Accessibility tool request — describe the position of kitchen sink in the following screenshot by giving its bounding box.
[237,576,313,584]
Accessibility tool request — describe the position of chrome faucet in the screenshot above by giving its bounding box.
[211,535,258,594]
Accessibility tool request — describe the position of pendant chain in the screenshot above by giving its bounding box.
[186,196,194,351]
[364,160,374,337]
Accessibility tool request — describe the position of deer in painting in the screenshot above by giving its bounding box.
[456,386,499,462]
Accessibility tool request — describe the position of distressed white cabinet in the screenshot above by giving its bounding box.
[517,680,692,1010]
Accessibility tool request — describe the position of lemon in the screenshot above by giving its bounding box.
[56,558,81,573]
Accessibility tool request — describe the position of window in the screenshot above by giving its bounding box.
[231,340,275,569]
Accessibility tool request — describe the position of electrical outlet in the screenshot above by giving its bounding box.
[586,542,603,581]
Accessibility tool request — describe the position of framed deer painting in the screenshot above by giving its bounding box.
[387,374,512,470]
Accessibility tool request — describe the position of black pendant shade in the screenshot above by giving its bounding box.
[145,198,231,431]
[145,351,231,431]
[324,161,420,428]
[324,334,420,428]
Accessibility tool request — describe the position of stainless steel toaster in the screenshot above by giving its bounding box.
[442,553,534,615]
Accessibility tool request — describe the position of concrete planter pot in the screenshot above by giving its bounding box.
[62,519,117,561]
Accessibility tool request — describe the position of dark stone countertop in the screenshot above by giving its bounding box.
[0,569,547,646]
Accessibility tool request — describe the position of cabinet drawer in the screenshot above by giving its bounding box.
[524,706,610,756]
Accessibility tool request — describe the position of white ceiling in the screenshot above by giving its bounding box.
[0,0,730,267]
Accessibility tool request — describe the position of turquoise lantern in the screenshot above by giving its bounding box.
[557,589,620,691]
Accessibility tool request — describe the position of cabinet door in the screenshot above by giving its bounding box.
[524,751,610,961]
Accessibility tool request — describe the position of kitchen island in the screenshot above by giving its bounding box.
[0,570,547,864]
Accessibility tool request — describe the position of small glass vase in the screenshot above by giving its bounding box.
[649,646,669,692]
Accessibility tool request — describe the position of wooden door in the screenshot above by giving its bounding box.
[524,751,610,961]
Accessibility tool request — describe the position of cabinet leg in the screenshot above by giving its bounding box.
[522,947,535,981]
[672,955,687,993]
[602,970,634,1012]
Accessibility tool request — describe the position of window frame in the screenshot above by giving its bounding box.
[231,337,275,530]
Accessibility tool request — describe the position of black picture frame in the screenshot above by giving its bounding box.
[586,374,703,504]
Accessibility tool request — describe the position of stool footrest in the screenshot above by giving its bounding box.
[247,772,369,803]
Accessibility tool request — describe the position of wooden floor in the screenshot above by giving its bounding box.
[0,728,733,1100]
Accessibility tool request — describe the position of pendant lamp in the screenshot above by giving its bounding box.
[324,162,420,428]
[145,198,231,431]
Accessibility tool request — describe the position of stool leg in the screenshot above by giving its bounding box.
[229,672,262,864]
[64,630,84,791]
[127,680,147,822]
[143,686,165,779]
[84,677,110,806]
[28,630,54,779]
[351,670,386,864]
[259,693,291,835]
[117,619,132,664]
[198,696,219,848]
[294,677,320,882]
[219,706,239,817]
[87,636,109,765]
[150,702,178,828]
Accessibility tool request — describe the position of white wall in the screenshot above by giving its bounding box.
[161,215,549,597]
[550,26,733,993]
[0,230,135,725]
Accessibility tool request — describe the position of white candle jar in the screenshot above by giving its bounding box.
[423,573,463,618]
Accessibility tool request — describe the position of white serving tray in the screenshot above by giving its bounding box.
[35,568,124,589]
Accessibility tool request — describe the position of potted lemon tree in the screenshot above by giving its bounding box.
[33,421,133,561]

### Requirement:
Please convert the lines above into a JSON list of strings, one string per line, leaving out any blank lines.

### Answer below:
[
  "Accessibility tool request — describe the position of kitchen sink in the following screenshot by giving its bounding box.",
  "[237,576,313,584]",
  "Accessibility tool request — describe the position of chrome faucet in the screenshot above by giving its bounding box.",
  "[211,535,258,594]",
  "Accessibility tool request — describe the position of pendant chain in the screenshot above by giving its bounding box.",
  "[186,196,194,351]",
  "[364,160,374,337]",
  "Accessibility tool request — describe the position of deer in painting in the screenshot above by giving its bounding box.",
  "[456,386,499,462]",
  "Accessibility tool request — describe the position of distressed white cabinet in the screenshot above by giving its bounding box.",
  "[517,680,692,1010]",
  "Accessibility tool request — describe the position of lemon in the screenshot above by giving its bounding box.",
  "[56,558,81,573]",
  "Accessibility tool request — describe the position of window in the screenshot above by giving its bounding box.",
  "[231,340,275,569]",
  "Accessibility tool request — describe the position of electrical outlet in the screenshot above by giving its bounding box.",
  "[586,542,603,581]",
  "Accessibility tool request — describe the position of framed deer painting in the screenshot above by giving its bounding box.",
  "[387,374,512,470]",
  "Accessibility tool request — describe the position of black pendant shade in the screenshot above by giving its bounding box.",
  "[145,198,231,431]",
  "[145,351,231,431]",
  "[324,161,420,428]",
  "[324,334,420,428]",
  "Accessibility tool request — describe the position of stainless steel toaster in the screenshot above by giving its bounding box.",
  "[442,553,534,615]",
  "Accessibility tool request — describe the position of concrete planter pot in the screenshot above by giving its bounding box.",
  "[62,519,117,561]",
  "Accessibility tool request — describe the position of dark stone countertop in the screenshot above by giving its bounding box.",
  "[0,569,547,646]",
  "Accessibility tool request — describe the position of cabinet drawer in the screenshot above by giving its bounding box.",
  "[524,706,610,756]",
  "Accessibility tool request — describe the position of white ceiling in the screenshot above by giving its bounding box.",
  "[0,0,730,267]",
  "Accessibility tool request — describe the position of turquoise lantern in the screenshot above by giving its bounding box.",
  "[557,589,620,691]",
  "Accessibility tool request — describe the position of cabinet door in the screenshot above by giving its bounding box.",
  "[524,751,610,961]",
  "Accessibility tool request — describe the position of kitchen island in the screenshot above by giving its bounding box.",
  "[0,570,547,864]",
  "Accessibility tool request — describe the position of small glass vase in the screenshot above by giving its bounding box.",
  "[649,646,669,692]",
  "Accessibility tool request — describe the position of wooden door in the screenshot above by giving its bounding box.",
  "[524,751,610,961]",
  "Accessibility tool request — describe the position of cabinet leg in the screenshot above by giving its bounding box.",
  "[522,947,535,981]",
  "[672,955,687,993]",
  "[602,970,634,1012]",
  "Accessibility tool request — describe the position of window frame in the screenshot above by giving its bounding box.",
  "[231,337,275,530]",
  "Accessibility tool request — describe the position of black picture frame in the screenshot above by giving its bounding box.",
  "[586,374,703,504]",
  "Accessibility tool request — describe the position of stool footrest in the screenshot above by giving its bounding box.",
  "[247,772,369,803]",
  "Accessibility tool request — describe the position of wooden floor in the screenshot above by giving its bounding box.",
  "[0,728,733,1100]",
  "Accessibility tool request — describe the position of pendant lamp in the screenshot above by giving its bounding box.",
  "[324,162,420,428]",
  "[145,198,231,431]",
  "Accessibility tool request — describe the position of stool leg in the screenshot above by giving its bounding box.",
  "[229,672,262,864]",
  "[64,630,84,791]",
  "[127,680,147,822]",
  "[143,686,165,779]",
  "[84,677,110,806]",
  "[28,630,54,779]",
  "[351,670,386,864]",
  "[259,693,291,835]",
  "[117,619,132,664]",
  "[198,696,219,848]",
  "[294,677,320,882]",
  "[219,706,239,817]",
  "[87,636,109,765]",
  "[150,702,178,828]",
  "Accessibility tool request — describe the position of white wall in the screenshot above by giving its bounding box.",
  "[161,215,549,597]",
  "[550,26,733,993]",
  "[0,230,135,725]",
  "Accessibility tool request — describe the position of white candle jar in the screenshot above by giving its bounding box.",
  "[423,573,463,618]",
  "Accessibility tool request — describe the position of white serving tray in the screenshot above by giving its bounding box.",
  "[35,568,124,589]",
  "Accessibility tool request — describe the position of potted lemon tree in the screenshot above by giving its bounding box.",
  "[33,421,133,561]"
]